Texte présenté>
----------

En 1979, le ministère de la Justice a mis en place une unité spéciale qui a expulsé des centaines de personnes liées à des crimes nazis.
Cette initiative fut dirigée pendant des années par Eli Rosenbaum, qui est revenu en 2022 pour enquêter sur les crimes de guerre en Ukraine.
Sous la présidence Obama, un programme distinct appelé Operation Janus se concentrait sur la fraude à l’identité dans le processus de naturalisation. Le président Trump est allé plus loin en 2020, créant un bureau dédié à la dénaturalisation au sein du DOJ, qui a été dissous sous l’administration Biden.
Aujourd’hui, au lieu d’un bureau spécifique, l’administration Trump pousse l’ensemble de la division civile du DOJ à prioriser les cas de dénaturalisation lorsque la loi le permet. Le mémo encourage également les procureurs fédéraux locaux à signaler des dossiers pour action éventuelle.

----------

[Données enregistrées]
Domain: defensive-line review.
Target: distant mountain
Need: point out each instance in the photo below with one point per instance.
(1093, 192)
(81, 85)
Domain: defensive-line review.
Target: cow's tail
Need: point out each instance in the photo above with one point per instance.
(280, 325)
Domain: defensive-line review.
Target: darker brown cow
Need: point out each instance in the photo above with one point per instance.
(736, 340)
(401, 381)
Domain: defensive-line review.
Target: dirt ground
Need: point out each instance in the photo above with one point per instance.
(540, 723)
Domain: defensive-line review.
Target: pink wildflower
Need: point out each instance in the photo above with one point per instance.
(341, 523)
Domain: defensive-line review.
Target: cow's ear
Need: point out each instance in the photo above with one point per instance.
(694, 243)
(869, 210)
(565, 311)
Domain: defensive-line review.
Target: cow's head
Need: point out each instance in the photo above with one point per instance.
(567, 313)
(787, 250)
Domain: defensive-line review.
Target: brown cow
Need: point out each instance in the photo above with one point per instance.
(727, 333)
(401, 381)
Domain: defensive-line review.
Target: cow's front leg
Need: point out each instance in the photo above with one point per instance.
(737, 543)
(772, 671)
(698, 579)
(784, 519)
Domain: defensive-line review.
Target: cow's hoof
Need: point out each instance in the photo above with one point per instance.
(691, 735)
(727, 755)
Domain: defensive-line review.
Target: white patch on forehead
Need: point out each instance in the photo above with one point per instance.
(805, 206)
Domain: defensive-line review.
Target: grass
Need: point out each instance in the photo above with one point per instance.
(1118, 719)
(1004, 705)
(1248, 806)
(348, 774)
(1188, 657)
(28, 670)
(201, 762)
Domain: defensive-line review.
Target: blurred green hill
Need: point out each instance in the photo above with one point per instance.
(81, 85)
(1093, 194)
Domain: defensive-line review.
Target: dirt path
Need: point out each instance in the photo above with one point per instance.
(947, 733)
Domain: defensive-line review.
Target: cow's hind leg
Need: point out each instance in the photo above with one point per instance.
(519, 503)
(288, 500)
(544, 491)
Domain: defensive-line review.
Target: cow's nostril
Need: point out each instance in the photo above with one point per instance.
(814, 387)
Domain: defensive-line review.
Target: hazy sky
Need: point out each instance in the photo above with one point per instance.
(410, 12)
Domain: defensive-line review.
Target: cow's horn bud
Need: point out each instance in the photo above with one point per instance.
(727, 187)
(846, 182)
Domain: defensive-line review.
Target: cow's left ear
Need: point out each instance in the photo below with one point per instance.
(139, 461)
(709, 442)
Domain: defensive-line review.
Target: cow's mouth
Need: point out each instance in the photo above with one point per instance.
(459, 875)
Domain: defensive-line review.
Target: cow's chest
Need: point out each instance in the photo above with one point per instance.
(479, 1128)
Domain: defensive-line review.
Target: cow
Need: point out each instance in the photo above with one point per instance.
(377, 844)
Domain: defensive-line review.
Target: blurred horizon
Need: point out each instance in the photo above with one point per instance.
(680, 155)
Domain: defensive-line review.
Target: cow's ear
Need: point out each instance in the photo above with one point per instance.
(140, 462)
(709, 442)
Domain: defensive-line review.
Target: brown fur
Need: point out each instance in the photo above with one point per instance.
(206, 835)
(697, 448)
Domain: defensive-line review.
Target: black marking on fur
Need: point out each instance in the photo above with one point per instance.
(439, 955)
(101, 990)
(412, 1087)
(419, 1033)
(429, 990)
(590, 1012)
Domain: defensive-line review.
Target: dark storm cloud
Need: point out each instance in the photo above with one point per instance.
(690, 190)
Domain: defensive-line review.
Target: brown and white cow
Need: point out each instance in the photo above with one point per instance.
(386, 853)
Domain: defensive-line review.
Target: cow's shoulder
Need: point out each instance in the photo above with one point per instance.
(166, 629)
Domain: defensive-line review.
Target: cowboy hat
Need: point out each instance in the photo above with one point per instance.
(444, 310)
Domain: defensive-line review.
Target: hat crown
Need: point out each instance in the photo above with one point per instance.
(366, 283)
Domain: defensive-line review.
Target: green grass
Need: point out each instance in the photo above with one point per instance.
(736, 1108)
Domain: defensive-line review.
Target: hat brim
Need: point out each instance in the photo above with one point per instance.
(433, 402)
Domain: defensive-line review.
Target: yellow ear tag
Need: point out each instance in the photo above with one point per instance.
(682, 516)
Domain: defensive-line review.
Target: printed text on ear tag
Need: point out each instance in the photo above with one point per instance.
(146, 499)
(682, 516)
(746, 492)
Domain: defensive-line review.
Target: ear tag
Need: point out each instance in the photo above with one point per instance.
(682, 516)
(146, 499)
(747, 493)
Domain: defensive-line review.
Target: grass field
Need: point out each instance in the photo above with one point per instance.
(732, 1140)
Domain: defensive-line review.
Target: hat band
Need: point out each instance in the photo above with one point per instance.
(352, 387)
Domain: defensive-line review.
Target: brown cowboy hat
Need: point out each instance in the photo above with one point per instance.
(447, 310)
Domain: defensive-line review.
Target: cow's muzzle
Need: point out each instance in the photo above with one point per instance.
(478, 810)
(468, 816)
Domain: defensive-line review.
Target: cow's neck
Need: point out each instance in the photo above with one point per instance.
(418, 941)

----------

Consignes>
a) Reprenez le passage du texte sur la dénaturalisation en commençant par « En 1979, le » et en poursuivant jusqu'à « pour action éventuelle. », mais changez « DOJ » en « département de la Justice ».
b) Veuillez écrire la suite du texte sur la dénaturalisation à partir de sa dernière phrase.
Ces lignes n'ont aucun rapport avec le texte sur la dénaturalisation.

Réponses>
a)
En 1979, le ministère de la Justice a mis en place une unité spéciale qui a expulsé des centaines de personnes liées à des crimes nazis.
Cette initiative fut dirigée pendant des années par Eli Rosenbaum, qui est revenu en 2022 pour enquêter sur les crimes de guerre en Ukraine.
Sous la présidence Obama, un programme distinct appelé Operation Janus se concentrait sur la fraude à l’identité dans le processus de naturalisation. Le président Trump est allé plus loin en 2020, créant un bureau dédié à la dénaturalisation au sein du département de la Justice, qui a été dissous sous l’administration Biden.
Aujourd’hui, au lieu d’un bureau spécifique, l’administration Trump pousse l’ensemble de la division civile du département de la Justice à prioriser les cas de dénaturalisation lorsque la loi le permet. Le mémo encourage également les procureurs fédéraux locaux à signaler des dossiers pour action éventuelle.

b)
Craintes et préoccupations politiques
Lors du premier mandat de Trump, 102 cas de dénaturalisation ont été intentés. Sous Biden, seuls 24 cas ont été ouverts. Durant les cinq premiers mois de l’administration actuelle, cinq dossiers ont déjà été déposés, a déclaré Chad Gilmartin, porte-parole du DOJ.
Le ministère de la Justice affirme que toutes les procédures respecteront la loi et seront fondées sur des preuves. Mais certains experts juridiques et anciens responsables du DOJ estiment que le mémo ouvre la porte à l’utilisation d’arguments vagues ou douteux pour retirer la citoyenneté.
Cassandra Burke Robertson, professeure de droit à la Case Western Reserve University, a déclaré que cette évolution risquait de transformer la citoyenneté en un outil politique.
« La politisation des droits liés à la citoyenneté est quelque chose qui m’inquiète profondément », a-t-elle déclaré à CNN.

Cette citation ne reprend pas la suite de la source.